§ JOB 1
Please copy the records below word for word, from the line with "like [(197, 110)]." up to and including the line with "136), (352, 214)]".

§ QUOTED TEXT
___
Here are some tidyverse
and custom function options that might work depending on your needs:
library(tidyverse)
# custom function to generate, filter, and mutate the data:
combine_dfs <- function(i){
data_frame(x = rnorm(5), y = runif(5)) %>%
filter(x < y) %>%
mutate(x_plus_y = x + y) %>%
mutate(i = i)
}
df <- 1:5 %>% map_df(~combine_dfs(.))
df <- map_df(1:5, ~combine_dfs(.)) # both give the same results
> df %>% head()
# A tibble: 6 x 4
x y x_plus_y i
<dbl> <dbl> <dbl> <int>
1 -0.973 0.673 -0.300 1
2 -0.553 0.0463 -0.507 1
3 0.250 0.716 0.967 2
4 -0.745 0.0640 -0.681 2
5 -0.736 0.228 -0.508 2
6 -0.365 0.496 0.131 3
You could do something similar if you had a directory of files that needed to be combined:
dir_path <- '/path/to/data/test_directory/'
list.files(dir_path)
combine_files <- function(path, file){
read_csv(paste0(path, file)) %>%
filter(a < b) %>%
mutate(a_plus_b = a + b) %>%
mutate(file_name = file)
}
df <- list.files(dir_path, '\\.csv$') %>%
map_df(~combine_files(dir_path, .))
# or if you have Excel files, using the readxl package:
combine_xl_files <- function(path, file){
readxl::read_xlsx(paste0(path, file)) %>%
filter(a < b) %>%
mutate(a_plus_b = a + b) %>%
mutate(file_name = file)
}
df <- list.files(dir_path, '\\.xlsx$') %>%
map_df(~combine_xl_files(dir_path, .))
___
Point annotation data
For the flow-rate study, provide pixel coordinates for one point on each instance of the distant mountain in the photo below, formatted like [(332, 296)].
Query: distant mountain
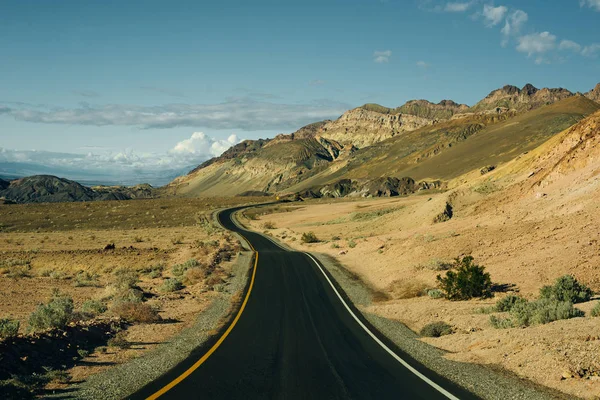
[(375, 147), (594, 94), (51, 189), (528, 98)]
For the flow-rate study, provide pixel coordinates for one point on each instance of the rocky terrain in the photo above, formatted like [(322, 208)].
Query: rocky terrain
[(421, 140), (529, 221), (51, 189), (528, 98)]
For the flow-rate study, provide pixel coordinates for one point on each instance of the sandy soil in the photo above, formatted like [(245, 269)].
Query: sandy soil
[(525, 236)]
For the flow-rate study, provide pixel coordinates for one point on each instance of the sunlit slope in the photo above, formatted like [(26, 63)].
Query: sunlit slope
[(452, 148)]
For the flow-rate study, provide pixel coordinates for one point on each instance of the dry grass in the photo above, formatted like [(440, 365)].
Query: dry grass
[(407, 289)]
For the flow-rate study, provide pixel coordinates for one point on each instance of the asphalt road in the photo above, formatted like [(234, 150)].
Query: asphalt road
[(295, 339)]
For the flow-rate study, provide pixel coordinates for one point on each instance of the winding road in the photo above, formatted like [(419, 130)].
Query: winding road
[(295, 338)]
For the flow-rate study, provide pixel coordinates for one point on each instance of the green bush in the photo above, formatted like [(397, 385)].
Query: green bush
[(9, 328), (179, 269), (435, 293), (436, 329), (85, 279), (125, 278), (93, 307), (468, 281), (171, 285), (541, 311), (507, 303), (55, 314), (596, 310), (567, 288), (309, 237)]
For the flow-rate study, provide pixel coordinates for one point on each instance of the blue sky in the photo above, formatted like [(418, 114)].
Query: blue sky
[(126, 84)]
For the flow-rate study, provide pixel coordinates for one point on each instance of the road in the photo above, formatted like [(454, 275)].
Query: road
[(295, 339)]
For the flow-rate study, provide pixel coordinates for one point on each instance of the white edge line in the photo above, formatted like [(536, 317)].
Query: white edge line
[(400, 360), (390, 351)]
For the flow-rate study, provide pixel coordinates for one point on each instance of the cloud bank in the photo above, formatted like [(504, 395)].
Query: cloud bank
[(237, 113)]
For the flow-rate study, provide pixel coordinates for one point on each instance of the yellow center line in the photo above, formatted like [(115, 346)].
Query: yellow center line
[(198, 363)]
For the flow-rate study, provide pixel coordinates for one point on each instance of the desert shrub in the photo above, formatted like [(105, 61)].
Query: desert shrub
[(309, 237), (83, 353), (125, 278), (541, 311), (194, 275), (596, 310), (9, 328), (136, 312), (93, 307), (436, 329), (179, 269), (154, 271), (269, 225), (500, 323), (507, 303), (55, 314), (85, 279), (119, 341), (468, 280), (407, 289), (171, 285), (56, 376), (567, 288), (129, 295), (177, 240)]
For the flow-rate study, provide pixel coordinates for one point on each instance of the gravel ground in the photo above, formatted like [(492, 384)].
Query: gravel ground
[(124, 380), (481, 380)]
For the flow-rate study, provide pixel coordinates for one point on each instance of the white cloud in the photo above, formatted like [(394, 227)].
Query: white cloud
[(591, 51), (128, 165), (201, 144), (457, 7), (595, 4), (236, 113), (493, 15), (569, 45), (536, 43), (513, 25), (382, 56)]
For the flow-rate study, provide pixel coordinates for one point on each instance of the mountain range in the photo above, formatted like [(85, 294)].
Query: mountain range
[(369, 149)]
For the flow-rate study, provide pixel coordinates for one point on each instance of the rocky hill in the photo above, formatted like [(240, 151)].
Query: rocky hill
[(51, 189), (594, 94), (528, 98)]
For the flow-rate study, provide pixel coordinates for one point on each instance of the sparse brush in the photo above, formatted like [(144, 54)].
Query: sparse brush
[(401, 289), (596, 310), (435, 293), (567, 288), (125, 278), (93, 307), (9, 328), (55, 314), (309, 237), (85, 279), (436, 329), (269, 225), (171, 285), (136, 312), (468, 281), (177, 240), (119, 340), (507, 303)]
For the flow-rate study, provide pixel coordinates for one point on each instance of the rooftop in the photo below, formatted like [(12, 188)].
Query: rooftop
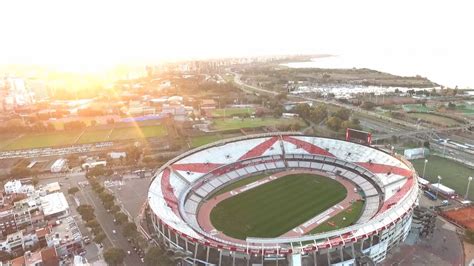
[(54, 203)]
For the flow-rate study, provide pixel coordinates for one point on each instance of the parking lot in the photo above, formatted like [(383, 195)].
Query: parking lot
[(131, 195)]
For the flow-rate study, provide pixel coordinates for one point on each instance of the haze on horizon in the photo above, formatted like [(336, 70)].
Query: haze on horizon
[(91, 35)]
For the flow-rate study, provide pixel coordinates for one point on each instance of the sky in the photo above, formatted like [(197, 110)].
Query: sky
[(94, 34)]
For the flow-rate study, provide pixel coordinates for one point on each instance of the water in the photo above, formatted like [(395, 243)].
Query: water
[(445, 70)]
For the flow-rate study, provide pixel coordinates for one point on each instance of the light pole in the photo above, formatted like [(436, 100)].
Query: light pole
[(424, 168), (437, 190), (469, 179)]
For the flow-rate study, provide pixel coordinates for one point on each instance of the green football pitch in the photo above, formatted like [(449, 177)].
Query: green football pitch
[(275, 208)]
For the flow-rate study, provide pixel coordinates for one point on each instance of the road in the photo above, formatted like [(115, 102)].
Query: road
[(383, 124)]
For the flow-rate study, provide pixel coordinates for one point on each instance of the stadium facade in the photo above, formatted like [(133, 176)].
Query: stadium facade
[(388, 182)]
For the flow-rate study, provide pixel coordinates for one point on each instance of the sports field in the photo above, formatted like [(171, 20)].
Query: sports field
[(275, 208), (240, 183), (454, 174), (229, 112), (203, 140), (137, 132), (63, 138), (31, 141), (230, 124), (432, 118), (94, 136), (352, 214)]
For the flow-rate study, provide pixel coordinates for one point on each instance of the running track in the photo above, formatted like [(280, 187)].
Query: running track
[(204, 212)]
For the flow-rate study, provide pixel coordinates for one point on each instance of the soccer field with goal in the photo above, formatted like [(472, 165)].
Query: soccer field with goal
[(275, 208)]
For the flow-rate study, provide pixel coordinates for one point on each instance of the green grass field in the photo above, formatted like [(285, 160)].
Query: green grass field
[(137, 132), (230, 124), (432, 118), (31, 141), (277, 207), (352, 214), (229, 112), (454, 174), (203, 140), (240, 183), (417, 108), (94, 136)]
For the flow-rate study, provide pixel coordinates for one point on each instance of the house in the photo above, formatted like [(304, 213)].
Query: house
[(208, 104)]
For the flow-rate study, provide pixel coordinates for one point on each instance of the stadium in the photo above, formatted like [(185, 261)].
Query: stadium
[(282, 199)]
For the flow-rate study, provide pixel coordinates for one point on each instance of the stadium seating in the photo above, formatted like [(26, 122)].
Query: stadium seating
[(374, 172)]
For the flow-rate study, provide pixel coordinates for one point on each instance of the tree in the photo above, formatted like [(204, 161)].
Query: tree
[(114, 209), (367, 105), (426, 144), (334, 123), (121, 217), (105, 196), (319, 113), (303, 110), (73, 190), (86, 212), (156, 256), (469, 236), (35, 181), (278, 111), (20, 171), (343, 114), (114, 256), (130, 230), (108, 204), (92, 223)]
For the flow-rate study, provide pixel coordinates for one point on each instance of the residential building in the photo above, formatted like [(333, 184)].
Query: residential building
[(59, 165)]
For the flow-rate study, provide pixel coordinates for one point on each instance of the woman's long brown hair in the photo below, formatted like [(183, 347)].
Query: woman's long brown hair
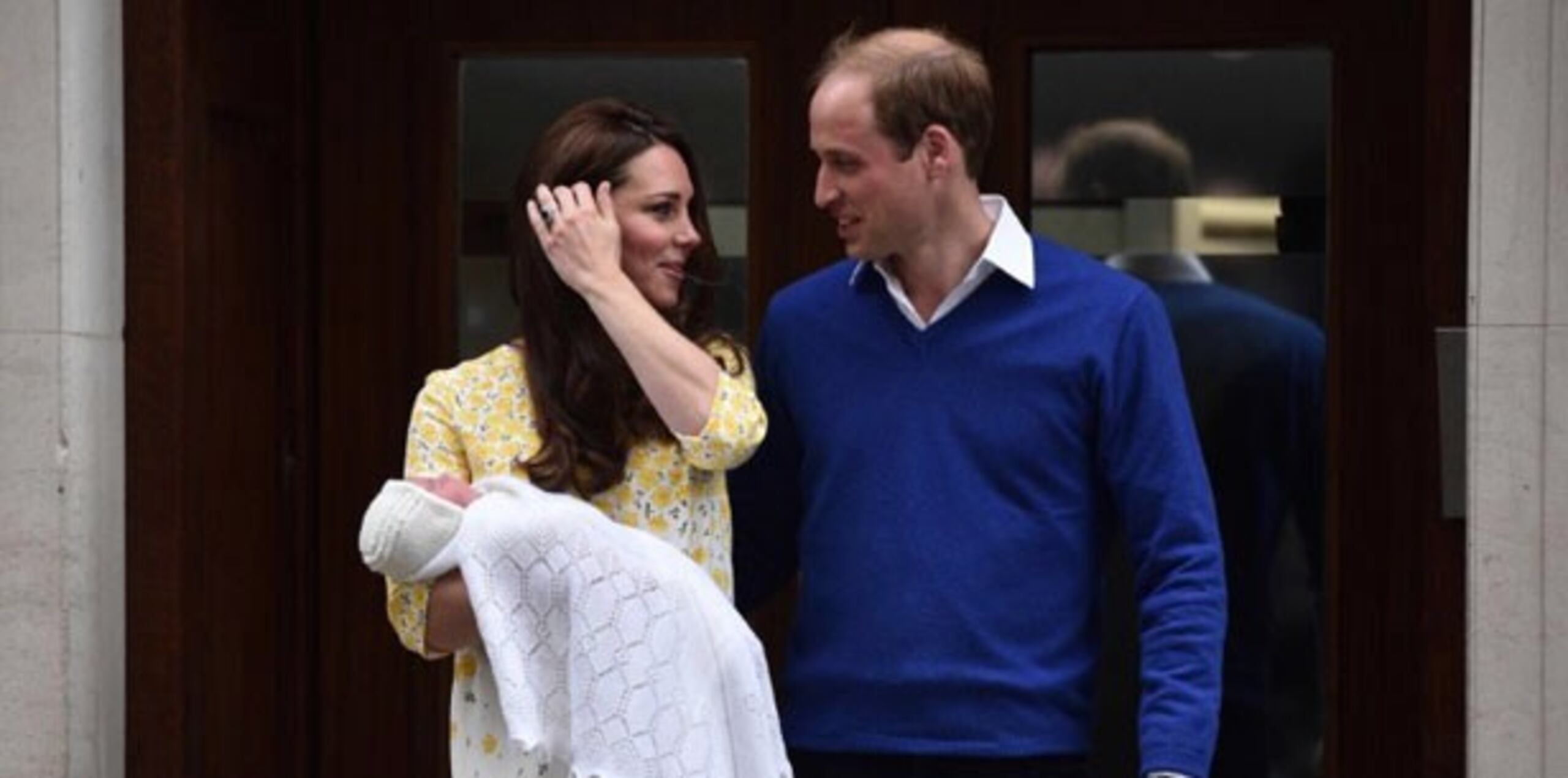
[(589, 407)]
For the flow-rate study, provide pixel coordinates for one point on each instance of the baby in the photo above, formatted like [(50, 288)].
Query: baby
[(614, 653)]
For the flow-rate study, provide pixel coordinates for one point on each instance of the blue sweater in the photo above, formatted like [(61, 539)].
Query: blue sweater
[(949, 493)]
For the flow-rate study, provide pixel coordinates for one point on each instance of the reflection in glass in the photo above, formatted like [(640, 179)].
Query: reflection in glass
[(1205, 176), (507, 101)]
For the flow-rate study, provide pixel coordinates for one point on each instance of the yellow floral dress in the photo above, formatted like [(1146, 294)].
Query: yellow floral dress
[(475, 419)]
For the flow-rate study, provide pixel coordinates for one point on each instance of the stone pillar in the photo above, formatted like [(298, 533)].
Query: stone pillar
[(62, 390)]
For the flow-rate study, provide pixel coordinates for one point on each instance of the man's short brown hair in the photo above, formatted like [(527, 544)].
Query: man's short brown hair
[(919, 77)]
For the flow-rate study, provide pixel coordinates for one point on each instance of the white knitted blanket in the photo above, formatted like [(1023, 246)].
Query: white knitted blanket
[(615, 656)]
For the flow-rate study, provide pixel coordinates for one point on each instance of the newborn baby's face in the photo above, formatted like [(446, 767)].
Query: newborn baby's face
[(449, 488)]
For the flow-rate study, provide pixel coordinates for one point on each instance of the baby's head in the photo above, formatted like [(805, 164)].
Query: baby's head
[(410, 523)]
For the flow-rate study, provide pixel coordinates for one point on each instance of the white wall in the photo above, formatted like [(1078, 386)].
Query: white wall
[(62, 390), (1518, 283)]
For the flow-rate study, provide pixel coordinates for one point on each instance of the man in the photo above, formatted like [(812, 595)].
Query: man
[(960, 415), (1255, 380)]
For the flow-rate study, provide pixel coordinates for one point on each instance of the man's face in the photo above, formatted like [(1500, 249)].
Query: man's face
[(877, 200)]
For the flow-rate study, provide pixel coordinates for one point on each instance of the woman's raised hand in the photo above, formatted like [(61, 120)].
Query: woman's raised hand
[(579, 234)]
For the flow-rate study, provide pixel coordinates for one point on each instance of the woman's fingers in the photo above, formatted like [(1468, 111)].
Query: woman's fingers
[(606, 205)]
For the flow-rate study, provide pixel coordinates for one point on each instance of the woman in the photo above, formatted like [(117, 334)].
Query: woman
[(618, 388)]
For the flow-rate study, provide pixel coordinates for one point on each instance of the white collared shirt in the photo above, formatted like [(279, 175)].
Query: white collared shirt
[(1009, 250)]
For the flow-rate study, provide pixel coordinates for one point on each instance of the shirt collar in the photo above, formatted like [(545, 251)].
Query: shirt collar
[(1009, 248), (1177, 267)]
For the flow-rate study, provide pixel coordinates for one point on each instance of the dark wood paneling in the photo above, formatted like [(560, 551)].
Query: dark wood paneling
[(157, 77), (220, 625)]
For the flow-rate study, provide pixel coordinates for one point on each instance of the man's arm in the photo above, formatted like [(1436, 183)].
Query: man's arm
[(1155, 471)]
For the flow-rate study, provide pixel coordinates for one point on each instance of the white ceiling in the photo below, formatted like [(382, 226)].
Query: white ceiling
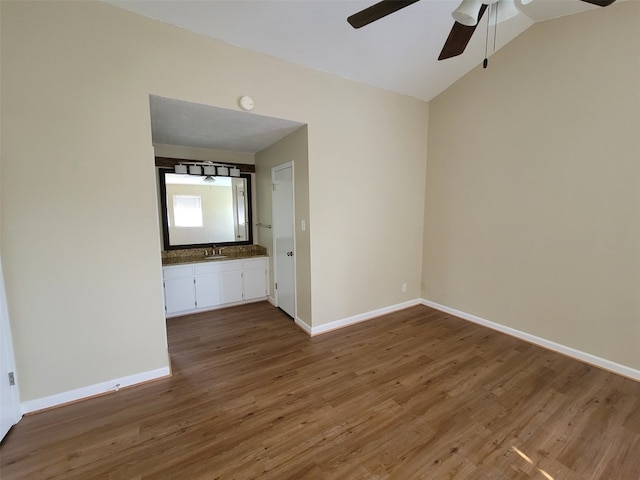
[(397, 53), (176, 122)]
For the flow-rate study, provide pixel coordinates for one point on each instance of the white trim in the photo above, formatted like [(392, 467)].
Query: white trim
[(548, 344), (345, 322), (114, 385), (303, 325)]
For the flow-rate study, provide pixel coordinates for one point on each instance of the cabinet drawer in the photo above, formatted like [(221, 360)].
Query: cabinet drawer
[(217, 267), (257, 263), (177, 272)]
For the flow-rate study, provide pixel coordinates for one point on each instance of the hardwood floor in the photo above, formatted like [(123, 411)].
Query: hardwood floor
[(417, 394)]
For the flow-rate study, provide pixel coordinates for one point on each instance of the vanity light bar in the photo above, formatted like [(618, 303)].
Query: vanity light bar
[(207, 169)]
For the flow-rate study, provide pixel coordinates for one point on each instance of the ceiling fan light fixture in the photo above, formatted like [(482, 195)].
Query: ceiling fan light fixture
[(506, 9), (467, 12)]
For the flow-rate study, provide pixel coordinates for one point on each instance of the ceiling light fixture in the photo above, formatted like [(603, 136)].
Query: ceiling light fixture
[(208, 169)]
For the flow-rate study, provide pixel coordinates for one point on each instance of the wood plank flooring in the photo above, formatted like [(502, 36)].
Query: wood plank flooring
[(417, 394)]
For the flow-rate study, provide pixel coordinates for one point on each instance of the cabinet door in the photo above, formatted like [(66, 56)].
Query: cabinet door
[(231, 286), (255, 283), (179, 294), (208, 290)]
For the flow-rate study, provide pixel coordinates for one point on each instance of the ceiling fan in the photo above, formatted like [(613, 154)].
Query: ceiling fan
[(466, 16)]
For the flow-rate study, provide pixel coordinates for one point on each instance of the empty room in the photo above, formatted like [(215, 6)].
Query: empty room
[(320, 239)]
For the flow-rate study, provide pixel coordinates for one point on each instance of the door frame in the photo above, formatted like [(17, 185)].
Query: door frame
[(273, 216), (11, 412)]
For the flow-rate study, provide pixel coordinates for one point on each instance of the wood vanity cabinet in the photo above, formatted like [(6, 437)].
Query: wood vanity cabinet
[(203, 286)]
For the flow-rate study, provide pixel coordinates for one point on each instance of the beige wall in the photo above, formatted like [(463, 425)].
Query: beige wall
[(82, 265), (292, 148), (532, 215), (203, 154)]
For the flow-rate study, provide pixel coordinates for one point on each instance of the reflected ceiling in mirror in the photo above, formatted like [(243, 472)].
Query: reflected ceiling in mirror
[(205, 210)]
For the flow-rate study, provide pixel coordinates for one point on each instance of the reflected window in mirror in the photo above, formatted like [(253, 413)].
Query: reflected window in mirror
[(204, 210)]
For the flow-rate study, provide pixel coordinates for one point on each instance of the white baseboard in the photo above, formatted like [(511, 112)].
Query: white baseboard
[(114, 385), (345, 322), (303, 325), (548, 344)]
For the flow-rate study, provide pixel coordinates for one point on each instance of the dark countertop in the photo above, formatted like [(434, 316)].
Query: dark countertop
[(200, 259)]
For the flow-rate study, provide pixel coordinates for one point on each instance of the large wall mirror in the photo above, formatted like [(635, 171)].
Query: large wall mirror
[(204, 210)]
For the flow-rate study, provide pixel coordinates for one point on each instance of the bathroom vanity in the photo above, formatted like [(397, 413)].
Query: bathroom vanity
[(197, 285)]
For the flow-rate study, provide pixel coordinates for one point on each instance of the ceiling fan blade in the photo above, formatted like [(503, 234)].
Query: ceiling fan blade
[(459, 38), (377, 11), (600, 3)]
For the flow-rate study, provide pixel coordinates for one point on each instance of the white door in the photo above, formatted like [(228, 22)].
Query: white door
[(255, 283), (10, 412), (283, 240)]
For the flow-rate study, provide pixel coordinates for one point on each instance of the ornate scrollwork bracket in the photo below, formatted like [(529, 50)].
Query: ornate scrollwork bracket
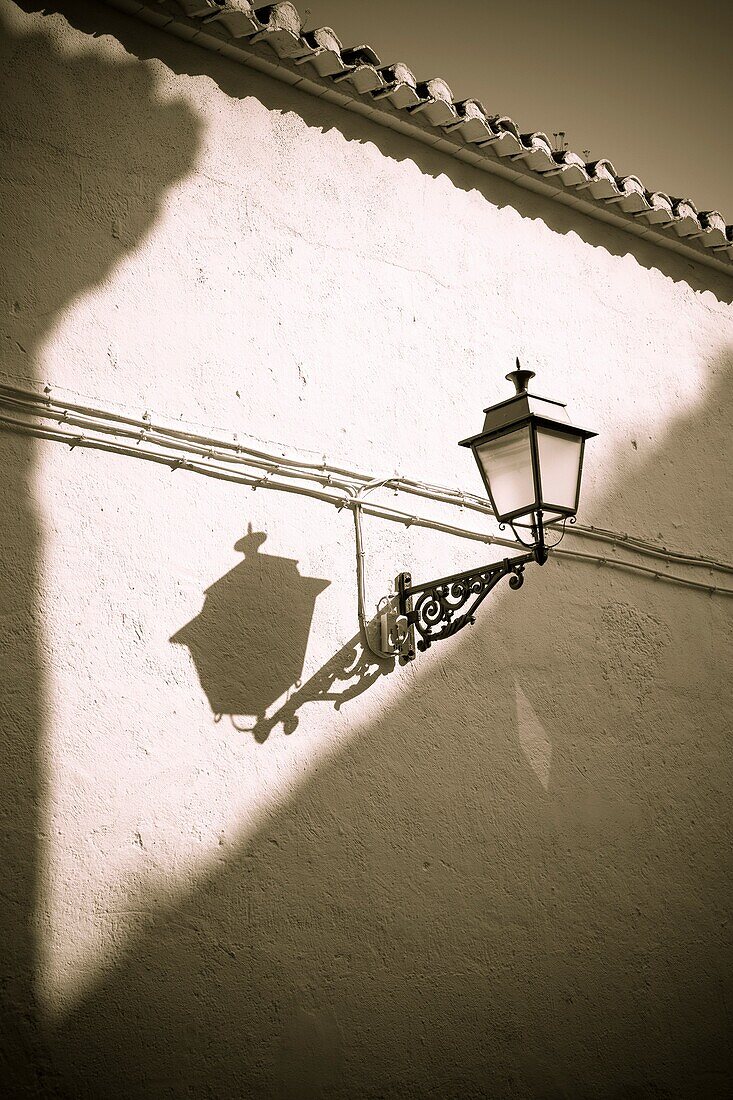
[(440, 608)]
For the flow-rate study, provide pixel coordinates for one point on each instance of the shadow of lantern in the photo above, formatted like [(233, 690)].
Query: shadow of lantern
[(249, 640)]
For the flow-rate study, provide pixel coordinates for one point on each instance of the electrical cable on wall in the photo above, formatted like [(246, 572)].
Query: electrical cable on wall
[(234, 461)]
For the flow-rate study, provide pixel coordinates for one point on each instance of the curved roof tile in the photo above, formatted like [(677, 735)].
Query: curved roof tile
[(281, 28)]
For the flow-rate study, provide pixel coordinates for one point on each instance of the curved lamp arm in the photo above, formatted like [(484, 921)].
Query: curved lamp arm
[(440, 608)]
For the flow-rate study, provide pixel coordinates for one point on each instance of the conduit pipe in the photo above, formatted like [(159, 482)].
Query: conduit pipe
[(348, 483)]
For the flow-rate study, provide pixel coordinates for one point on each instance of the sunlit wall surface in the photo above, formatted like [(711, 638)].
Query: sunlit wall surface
[(242, 857)]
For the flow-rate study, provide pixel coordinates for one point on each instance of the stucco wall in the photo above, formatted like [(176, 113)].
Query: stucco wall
[(501, 871)]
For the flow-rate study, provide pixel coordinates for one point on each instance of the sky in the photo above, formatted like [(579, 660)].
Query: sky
[(646, 85)]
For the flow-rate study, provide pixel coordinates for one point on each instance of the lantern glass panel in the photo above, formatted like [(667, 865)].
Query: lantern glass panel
[(559, 468), (506, 462)]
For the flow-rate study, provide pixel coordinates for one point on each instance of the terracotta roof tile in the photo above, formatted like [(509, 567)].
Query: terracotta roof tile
[(458, 127)]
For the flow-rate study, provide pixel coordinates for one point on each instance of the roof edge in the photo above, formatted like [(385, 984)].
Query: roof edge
[(270, 40)]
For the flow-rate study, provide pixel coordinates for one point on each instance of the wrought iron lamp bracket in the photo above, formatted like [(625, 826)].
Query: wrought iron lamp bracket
[(440, 608)]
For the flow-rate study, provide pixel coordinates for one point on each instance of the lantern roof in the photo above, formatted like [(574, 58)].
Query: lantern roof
[(524, 407)]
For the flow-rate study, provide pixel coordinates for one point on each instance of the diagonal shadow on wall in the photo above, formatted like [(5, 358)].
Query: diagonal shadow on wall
[(239, 83), (69, 216), (428, 915), (425, 917)]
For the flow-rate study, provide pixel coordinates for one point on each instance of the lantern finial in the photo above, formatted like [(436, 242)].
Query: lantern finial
[(520, 377)]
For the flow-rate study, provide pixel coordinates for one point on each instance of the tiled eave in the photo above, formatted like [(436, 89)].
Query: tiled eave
[(270, 40)]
___
§ JOB 2
Reproduce the tidyverse answer from "# custom function" up to and including "mutate(i = i)", switching "x_plus_y" to "sum_xy" throughout.

§ REPLY 1
For the flow-rate study, provide pixel coordinates for one point on each instance of the sky in the photo above, formatted like [(197, 110)].
Query: sky
[(94, 34)]
For the flow-rate study, provide pixel coordinates for one point on each instance of the water in the photo above, formatted like [(395, 243)].
Query: water
[(445, 70)]
For the flow-rate study, provide pixel coordinates for one point on each instance of the light pole in the photo above, formatted like [(436, 100)].
Query: light pole
[(424, 168), (437, 190), (469, 179)]
For the flow-rate study, provide pixel coordinates for one point on each instance of the green football pitch in the photo above, formatted like [(449, 177)].
Query: green football pitch
[(275, 208)]
For the flow-rate study, provide pixel coordinates for one point on each instance of the road in the photo above, formatted like [(115, 102)].
Query: road
[(383, 124)]
For the flow-rate study, provide pixel coordinates for one point on each instance of the stadium facade in the photo above, formatted like [(133, 176)].
Query: stadium facade
[(388, 182)]
For the flow-rate study, provide pixel coordinates for one point on each instance of the sports field in the photo above, formatted like [(171, 20)].
Query: sports field
[(275, 208), (240, 183), (454, 174), (229, 112), (203, 140), (137, 132), (63, 138), (31, 141), (230, 124), (432, 118), (94, 136), (352, 214)]

§ REPLY 2
# custom function to generate, filter, and mutate the data:
combine_dfs <- function(i){
data_frame(x = rnorm(5), y = runif(5)) %>%
filter(x < y) %>%
mutate(sum_xy = x + y) %>%
mutate(i = i)